● THE RECORDS:

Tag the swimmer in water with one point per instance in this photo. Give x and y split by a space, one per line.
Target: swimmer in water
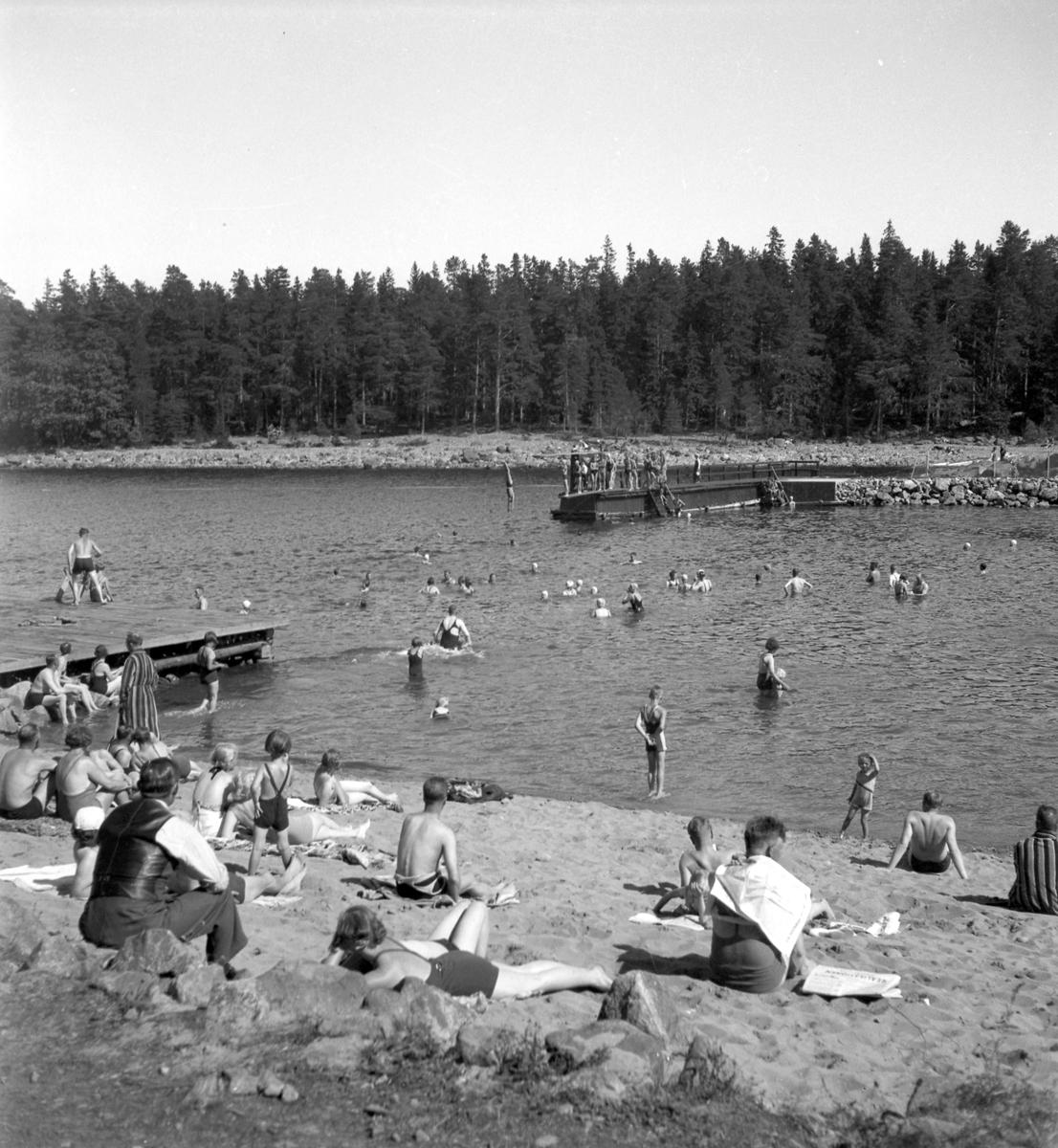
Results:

---

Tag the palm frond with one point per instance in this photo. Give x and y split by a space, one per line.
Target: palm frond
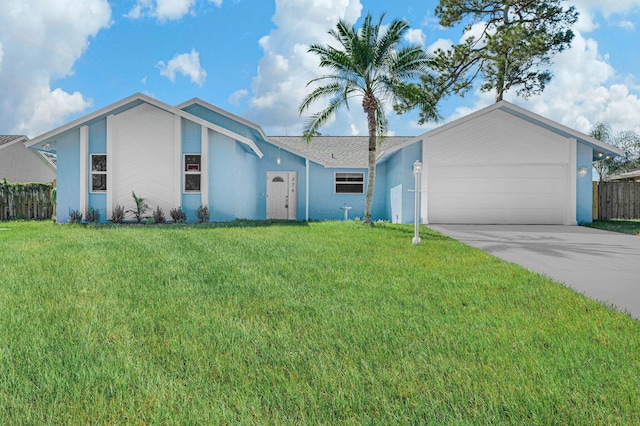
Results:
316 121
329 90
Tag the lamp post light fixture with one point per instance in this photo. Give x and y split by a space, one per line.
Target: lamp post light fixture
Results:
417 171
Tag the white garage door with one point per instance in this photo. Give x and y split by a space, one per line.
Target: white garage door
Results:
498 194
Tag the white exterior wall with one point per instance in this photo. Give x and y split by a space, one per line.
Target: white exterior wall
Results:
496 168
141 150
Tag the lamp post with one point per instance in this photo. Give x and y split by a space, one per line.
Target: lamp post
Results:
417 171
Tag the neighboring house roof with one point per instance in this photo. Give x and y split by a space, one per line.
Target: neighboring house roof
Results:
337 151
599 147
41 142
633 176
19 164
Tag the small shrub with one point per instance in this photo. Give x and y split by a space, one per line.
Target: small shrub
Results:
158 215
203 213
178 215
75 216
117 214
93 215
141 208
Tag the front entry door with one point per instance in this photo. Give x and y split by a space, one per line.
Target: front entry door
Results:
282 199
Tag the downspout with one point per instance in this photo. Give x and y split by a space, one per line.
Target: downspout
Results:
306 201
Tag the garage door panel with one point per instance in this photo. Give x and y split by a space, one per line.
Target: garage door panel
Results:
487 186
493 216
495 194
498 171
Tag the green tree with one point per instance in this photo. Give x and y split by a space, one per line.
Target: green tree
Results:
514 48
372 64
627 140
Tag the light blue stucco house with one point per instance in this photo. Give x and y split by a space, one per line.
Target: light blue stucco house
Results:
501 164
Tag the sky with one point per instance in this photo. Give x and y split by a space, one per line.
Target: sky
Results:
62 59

---

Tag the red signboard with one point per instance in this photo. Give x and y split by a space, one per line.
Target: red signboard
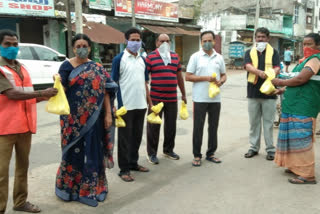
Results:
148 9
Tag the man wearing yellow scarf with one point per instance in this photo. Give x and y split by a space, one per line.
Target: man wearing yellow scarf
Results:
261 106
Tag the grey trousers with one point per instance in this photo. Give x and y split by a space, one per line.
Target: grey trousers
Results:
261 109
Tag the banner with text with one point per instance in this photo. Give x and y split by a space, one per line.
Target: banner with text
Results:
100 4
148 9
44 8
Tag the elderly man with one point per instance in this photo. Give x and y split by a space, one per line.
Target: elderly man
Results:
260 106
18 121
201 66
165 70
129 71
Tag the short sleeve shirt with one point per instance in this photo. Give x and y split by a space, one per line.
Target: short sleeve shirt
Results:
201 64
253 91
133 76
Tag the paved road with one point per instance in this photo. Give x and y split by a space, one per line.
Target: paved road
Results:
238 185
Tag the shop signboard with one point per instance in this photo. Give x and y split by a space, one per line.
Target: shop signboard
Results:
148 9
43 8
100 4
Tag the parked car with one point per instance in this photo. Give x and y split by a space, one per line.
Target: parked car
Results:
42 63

● ACTION ITEM: Lines containing the word "parked": copy every one of them from the records above.

● RESPONSE FOR THIS EXERCISE:
Tag the parked car with one point per instance in this photo. Give x and y split by a space, one per line.
Target: parked car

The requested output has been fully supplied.